> **Required action**: Would you set down the whole listing again exactly as it appears?

Start of Available records

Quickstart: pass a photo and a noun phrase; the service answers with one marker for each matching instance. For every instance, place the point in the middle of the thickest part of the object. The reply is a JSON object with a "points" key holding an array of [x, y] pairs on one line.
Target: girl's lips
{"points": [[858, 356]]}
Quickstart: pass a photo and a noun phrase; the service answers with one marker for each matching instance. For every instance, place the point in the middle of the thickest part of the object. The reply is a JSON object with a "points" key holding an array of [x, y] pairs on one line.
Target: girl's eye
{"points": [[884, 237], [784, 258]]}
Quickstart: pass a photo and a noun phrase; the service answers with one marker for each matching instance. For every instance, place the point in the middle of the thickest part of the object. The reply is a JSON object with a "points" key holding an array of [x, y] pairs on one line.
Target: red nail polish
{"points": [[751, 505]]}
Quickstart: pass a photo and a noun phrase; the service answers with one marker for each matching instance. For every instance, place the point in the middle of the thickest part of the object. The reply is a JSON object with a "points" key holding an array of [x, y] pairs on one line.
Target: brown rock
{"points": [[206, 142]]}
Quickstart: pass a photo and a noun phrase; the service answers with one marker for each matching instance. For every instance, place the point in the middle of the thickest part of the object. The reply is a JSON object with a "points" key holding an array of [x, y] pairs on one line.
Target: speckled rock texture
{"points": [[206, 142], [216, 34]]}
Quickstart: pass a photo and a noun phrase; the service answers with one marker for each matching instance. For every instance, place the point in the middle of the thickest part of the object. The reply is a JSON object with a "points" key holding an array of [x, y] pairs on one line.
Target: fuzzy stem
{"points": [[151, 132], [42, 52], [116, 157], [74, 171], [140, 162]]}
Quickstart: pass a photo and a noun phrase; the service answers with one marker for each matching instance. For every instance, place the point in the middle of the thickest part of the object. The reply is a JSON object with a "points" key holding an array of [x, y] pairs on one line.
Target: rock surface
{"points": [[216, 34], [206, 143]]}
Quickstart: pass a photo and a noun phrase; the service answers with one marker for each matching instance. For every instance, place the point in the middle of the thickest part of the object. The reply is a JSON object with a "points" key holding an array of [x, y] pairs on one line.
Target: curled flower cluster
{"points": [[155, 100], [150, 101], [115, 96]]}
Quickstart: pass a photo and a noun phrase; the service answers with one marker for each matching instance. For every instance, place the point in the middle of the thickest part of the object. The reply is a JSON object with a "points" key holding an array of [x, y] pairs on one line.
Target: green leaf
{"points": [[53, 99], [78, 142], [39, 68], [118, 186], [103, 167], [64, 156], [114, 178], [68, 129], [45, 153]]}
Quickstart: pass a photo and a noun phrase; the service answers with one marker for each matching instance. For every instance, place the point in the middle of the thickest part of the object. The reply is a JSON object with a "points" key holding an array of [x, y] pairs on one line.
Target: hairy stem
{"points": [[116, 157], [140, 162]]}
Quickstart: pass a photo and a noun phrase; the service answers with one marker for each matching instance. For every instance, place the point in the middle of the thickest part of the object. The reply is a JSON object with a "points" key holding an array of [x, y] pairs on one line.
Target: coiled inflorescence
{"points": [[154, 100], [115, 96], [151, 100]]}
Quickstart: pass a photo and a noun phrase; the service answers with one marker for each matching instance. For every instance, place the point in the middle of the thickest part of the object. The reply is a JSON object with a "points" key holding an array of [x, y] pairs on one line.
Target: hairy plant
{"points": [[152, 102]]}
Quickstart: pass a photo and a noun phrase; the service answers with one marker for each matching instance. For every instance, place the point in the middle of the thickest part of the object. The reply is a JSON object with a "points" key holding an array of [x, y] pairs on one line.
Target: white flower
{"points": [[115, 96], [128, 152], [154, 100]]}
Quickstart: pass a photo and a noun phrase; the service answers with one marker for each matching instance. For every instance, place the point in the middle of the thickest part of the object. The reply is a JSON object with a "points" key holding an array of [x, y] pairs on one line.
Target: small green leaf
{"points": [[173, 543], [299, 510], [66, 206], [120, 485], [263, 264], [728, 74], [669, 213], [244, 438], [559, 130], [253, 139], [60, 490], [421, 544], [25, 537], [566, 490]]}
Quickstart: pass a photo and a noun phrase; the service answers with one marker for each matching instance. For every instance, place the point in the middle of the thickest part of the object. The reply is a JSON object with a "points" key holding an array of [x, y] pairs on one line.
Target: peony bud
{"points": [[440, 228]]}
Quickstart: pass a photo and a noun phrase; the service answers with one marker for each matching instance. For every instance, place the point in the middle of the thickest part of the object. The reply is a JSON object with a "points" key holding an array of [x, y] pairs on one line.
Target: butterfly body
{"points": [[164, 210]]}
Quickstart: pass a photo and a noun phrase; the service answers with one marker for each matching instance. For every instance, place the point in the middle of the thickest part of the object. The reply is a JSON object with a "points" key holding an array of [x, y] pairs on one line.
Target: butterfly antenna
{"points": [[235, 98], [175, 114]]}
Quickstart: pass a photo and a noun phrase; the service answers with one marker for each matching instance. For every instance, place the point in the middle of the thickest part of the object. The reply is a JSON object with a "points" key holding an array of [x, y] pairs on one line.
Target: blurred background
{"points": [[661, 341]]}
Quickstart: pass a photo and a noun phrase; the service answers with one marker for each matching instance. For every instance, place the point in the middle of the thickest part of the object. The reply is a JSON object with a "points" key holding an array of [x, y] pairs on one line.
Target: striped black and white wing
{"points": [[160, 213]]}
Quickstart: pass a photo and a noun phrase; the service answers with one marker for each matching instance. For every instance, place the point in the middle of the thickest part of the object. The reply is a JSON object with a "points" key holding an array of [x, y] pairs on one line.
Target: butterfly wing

End of Available records

> **Solved exercise**:
Quickstart: pass a photo and a noun phrase; the service answers with one marker for each matching instance. For every instance, place the point in the middle of the thickest part of the object. The reply is a JSON object with a "points" key holding an array of [x, y] pairs on one line.
Target: girl's lips
{"points": [[858, 356]]}
Quickstart: pass a photo and a noun phrase; the service answers with one marker for each matching instance. For every instance, place the point in the middle of the thickest part of the object. The reply is a JSON object with a "points" key holding an array of [x, y] pairs on one line.
Target: girl's eye
{"points": [[884, 237], [784, 258]]}
Quickstart: pass a photo and a noun phrase; the service answers with one marker for each matching instance. For every instance, place the point in the middle of the thickest part of the object. The reply is a JSON object with a "points" key holding an array of [x, y] pairs on one line.
Target: red nail polish
{"points": [[751, 505]]}
Quickstart: pass a photo and a noun phrase; the service answers with one marker for each matching instance. For every instance, place the point in the middle of the thickest part of the object. The reply is a JSON object with a "points" key holding an array of [x, y] pairs on one line.
Target: brown rock
{"points": [[206, 142]]}
Quickstart: pass a photo and a noun phrase; the service answers with one marker for each matching instance. For every instance, place the point in the middle of the thickest part of the object. The reply is a JSON object with a "points" key holding an array of [x, y] pairs on one line.
Target: speckled rock texture
{"points": [[206, 142], [216, 34]]}
Quickstart: pass a photo and a noun phrase; the service answers with one marker for each matching instance. For every instance, place the point in the middle of the thickest part of the object. The reply is a JSON object with a "points" key holding an array of [x, y] pairs on one line.
Target: fuzzy stem
{"points": [[151, 132], [42, 52], [116, 157], [74, 171], [140, 162]]}
Quickstart: pass a photo and a noun phrase; the service answers with one marker for each matching instance. For every instance, place the point in the middle of the thickest part of the object. The reply is a JSON object with a "points" key holding an array of [x, y] pairs on one line.
Target: rock surface
{"points": [[216, 34], [206, 143]]}
Quickstart: pass a photo and a noun phrase; the service answers with one marker for each matching instance. For every instance, place the point in the middle of the thickest part of the object. The reply is a JSON object with a "points" key holding an array of [x, y] pairs on one line.
Target: curled flower cluster
{"points": [[155, 100], [150, 101], [115, 96]]}
Quickstart: pass a photo and a noun phrase; the service answers with one marker for each matching instance. For every instance, place the point in the middle of the thickest part of the object. The reply is a JSON object with a "points" key holding an array of [x, y] pairs on one line.
Target: green leaf
{"points": [[53, 99], [78, 142], [39, 68], [118, 186], [103, 167], [64, 156], [114, 178], [68, 129], [45, 153]]}
Quickstart: pass a photo and a noun phrase; the service answers with one marker for each matching instance. For every instance, place the point in the middle of the thickest part of the object. The reply is a JSON object with a "points" key holding an array of [x, y] pairs on one line.
Target: hairy stem
{"points": [[116, 157], [140, 162]]}
Quickstart: pass a photo and a noun phrase; the service answers with one marker for each matching instance. For every instance, place the point in the middle of the thickest part of the object. The reply is a JSON object with a "points" key holding an array of [x, y] pairs on one line.
Target: coiled inflorescence
{"points": [[154, 100], [115, 96], [151, 100]]}
Quickstart: pass a photo and a noun phrase; the service answers with one marker for each matching instance. For every instance, place the point in the middle of the thickest part of the object. The reply is a JSON object with a "points" key holding an array of [x, y] pairs on one line.
Target: hairy plant
{"points": [[152, 102]]}
Quickstart: pass a photo and a noun phrase; the service answers with one marker for each matching instance. For every instance, place the point in the middle of the thickest part of the object. The reply is a JSON object with a "points" key holding an array of [x, y] pairs on one line.
Target: white flower
{"points": [[115, 96], [128, 152], [154, 100]]}
Quickstart: pass a photo and a noun phrase; the service answers with one marker for each matching instance. For every instance, place the point in the middle of the thickest part of the object. The reply is a JSON object with a "points" key holding an array of [x, y] pairs on one line.
Target: small green leaf
{"points": [[173, 543], [299, 510], [66, 206], [120, 485], [263, 264], [728, 74], [669, 213], [244, 438], [559, 130], [253, 139], [60, 490], [421, 544], [25, 537], [566, 490]]}
Quickstart: pass a photo and a noun phrase; the service answers with one marker for each matching instance. For every instance, place the point in the middle of the thickest part of the object. The reply is a JSON object with a "points" key holding an array of [x, y] pairs on one line.
Target: peony bud
{"points": [[440, 228]]}
Quickstart: pass a photo and a noun phrase; the service answers with one marker for each matching instance. For every instance, place the point in the middle of the thickest part of the object. The reply is a JSON object with a "points" key holding an array of [x, y] pairs on one line.
Target: butterfly body
{"points": [[164, 210]]}
Quickstart: pass a photo and a noun phrase; the service answers with one marker for each matching instance. For every instance, place the point in the middle of the thickest part of the object. The reply is a JSON object with a "points" key holding an array of [x, y] pairs on one line.
Target: butterfly antenna
{"points": [[235, 98], [175, 114]]}
Quickstart: pass a photo and a noun phrase; the service answers with one marker for each matching instance. For every instance, place the point in the middle of the thickest part of the object. The reply is a JSON object with a "points" key holding an array of [x, y] pairs on one line.
Target: blurred background
{"points": [[661, 341]]}
Quickstart: pass a photo and a noun phrase; the service answers with one marker for each matching instance. For every instance, place the point in the middle of the thickest part of the object. The reply is a JSON object with a "points" key holding an array of [x, y] pairs on one line.
Target: striped black and white wing
{"points": [[160, 213]]}
Quickstart: pass a photo and a noun phrase; the service answers with one marker for each matching instance. For every instance, place the point in the middle of the thickest part of the object. The reply is a JSON object with a "points" key holding an array of [x, y] pairs on one line.
Target: butterfly wing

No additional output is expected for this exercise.